DATA PROVIDED:
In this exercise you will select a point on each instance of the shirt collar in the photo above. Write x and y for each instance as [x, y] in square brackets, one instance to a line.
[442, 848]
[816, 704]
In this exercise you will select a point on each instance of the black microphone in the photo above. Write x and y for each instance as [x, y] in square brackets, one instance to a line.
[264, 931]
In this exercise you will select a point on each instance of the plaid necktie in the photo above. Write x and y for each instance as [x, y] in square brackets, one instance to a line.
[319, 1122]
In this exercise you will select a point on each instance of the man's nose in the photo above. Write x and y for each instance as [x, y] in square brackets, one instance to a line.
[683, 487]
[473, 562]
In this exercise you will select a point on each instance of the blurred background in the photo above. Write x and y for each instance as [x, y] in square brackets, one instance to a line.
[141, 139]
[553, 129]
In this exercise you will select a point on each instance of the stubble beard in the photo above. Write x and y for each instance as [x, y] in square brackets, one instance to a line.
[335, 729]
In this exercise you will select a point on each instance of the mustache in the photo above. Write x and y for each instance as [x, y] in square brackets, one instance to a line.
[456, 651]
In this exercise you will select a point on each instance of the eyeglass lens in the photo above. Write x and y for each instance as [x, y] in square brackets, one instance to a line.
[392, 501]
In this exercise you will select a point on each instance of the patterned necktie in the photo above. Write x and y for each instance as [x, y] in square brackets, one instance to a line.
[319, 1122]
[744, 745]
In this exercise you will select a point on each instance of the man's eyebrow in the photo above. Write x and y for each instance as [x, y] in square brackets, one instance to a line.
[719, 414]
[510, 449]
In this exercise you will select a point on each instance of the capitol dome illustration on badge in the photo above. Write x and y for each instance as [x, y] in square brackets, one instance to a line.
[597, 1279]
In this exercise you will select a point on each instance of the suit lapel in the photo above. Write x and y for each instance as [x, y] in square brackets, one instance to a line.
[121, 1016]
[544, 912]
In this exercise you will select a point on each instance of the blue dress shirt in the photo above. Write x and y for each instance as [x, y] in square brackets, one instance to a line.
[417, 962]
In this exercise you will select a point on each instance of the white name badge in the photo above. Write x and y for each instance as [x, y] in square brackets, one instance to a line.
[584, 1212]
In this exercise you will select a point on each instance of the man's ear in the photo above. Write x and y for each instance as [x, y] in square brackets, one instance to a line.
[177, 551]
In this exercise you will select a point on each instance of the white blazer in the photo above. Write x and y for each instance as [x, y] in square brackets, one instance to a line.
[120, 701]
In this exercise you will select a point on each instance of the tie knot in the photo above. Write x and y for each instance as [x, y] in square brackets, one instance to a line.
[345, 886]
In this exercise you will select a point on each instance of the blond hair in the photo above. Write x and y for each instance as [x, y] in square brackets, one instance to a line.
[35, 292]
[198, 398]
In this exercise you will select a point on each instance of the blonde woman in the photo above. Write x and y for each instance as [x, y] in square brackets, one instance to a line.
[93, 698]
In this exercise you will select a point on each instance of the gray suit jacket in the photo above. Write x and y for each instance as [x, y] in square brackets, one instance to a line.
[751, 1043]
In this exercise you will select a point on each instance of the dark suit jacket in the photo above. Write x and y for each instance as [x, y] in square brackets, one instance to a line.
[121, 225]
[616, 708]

...

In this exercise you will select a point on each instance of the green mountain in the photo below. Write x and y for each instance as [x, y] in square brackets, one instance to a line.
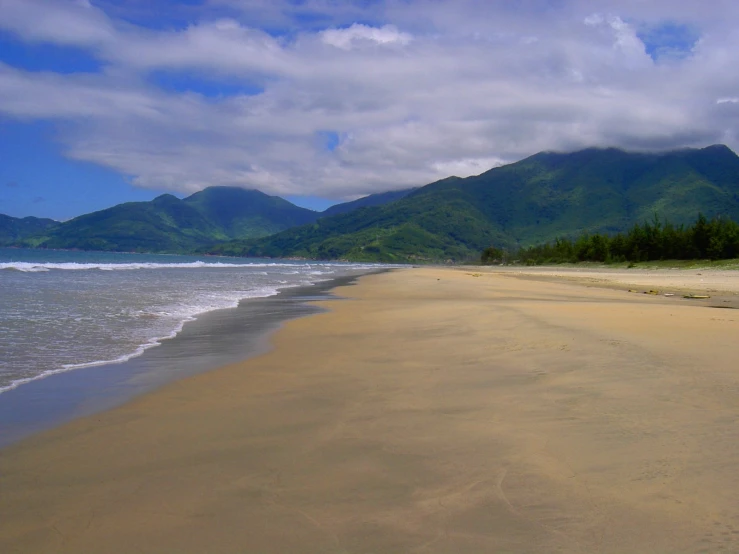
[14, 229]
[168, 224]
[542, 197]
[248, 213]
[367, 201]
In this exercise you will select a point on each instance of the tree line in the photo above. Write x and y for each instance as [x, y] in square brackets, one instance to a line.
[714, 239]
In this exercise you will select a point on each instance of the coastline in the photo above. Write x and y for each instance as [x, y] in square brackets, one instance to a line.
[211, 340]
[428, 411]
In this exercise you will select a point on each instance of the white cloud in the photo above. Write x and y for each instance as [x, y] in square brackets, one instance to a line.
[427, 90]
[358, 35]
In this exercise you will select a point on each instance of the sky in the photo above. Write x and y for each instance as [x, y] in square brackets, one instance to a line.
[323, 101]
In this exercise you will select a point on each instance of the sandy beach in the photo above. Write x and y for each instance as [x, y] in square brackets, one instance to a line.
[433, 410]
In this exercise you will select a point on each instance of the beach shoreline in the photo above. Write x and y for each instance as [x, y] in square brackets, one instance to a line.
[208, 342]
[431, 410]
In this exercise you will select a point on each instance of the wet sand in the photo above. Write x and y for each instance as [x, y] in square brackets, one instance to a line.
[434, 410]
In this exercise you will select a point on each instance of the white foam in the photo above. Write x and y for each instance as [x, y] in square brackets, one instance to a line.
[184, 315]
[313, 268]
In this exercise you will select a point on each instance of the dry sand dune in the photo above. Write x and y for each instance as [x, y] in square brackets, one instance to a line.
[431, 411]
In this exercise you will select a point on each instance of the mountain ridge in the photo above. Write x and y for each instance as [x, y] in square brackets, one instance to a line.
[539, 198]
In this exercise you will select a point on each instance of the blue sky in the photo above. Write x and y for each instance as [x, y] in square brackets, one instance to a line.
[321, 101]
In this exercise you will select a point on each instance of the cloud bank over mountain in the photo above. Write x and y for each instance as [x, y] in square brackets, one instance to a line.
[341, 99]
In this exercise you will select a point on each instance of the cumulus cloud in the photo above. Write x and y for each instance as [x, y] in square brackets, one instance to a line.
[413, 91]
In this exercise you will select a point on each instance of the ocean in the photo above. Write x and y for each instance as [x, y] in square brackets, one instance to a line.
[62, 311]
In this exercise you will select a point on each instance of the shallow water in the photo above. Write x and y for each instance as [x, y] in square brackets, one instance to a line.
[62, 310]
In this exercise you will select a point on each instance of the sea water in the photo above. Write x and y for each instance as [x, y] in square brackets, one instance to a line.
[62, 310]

TASK PROMPT:
Locate each line in the rows above that contains the word "jacket" and copy it out. Case counts.

CORRECT RESPONSE:
In this exercise you will select a point on each instance of the gray suit jacket in the photo above. Write x and y for each instance as [x, y] in square brackets, one instance to a line.
In this exercise you will select a point on each instance of the dark suit jacket in the photo above. Write x and y for each instance as [x, y] in square brackets, one instance to a line.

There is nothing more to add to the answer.